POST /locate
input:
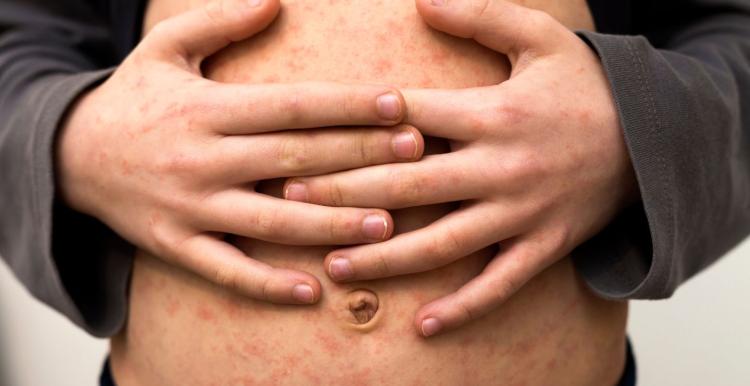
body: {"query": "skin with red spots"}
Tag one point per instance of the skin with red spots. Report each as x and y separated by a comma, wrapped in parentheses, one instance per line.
(183, 330)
====
▶ Work request
Restate all of the material word for word, leaving every picture out.

▶ Solution to the exercise
POST /locate
input:
body: {"query": "skin with red spots"}
Tag one point per instance of the skin with red spots. Report each as x and y separated by a comma, wrapped in parentheses, one instance per line.
(183, 330)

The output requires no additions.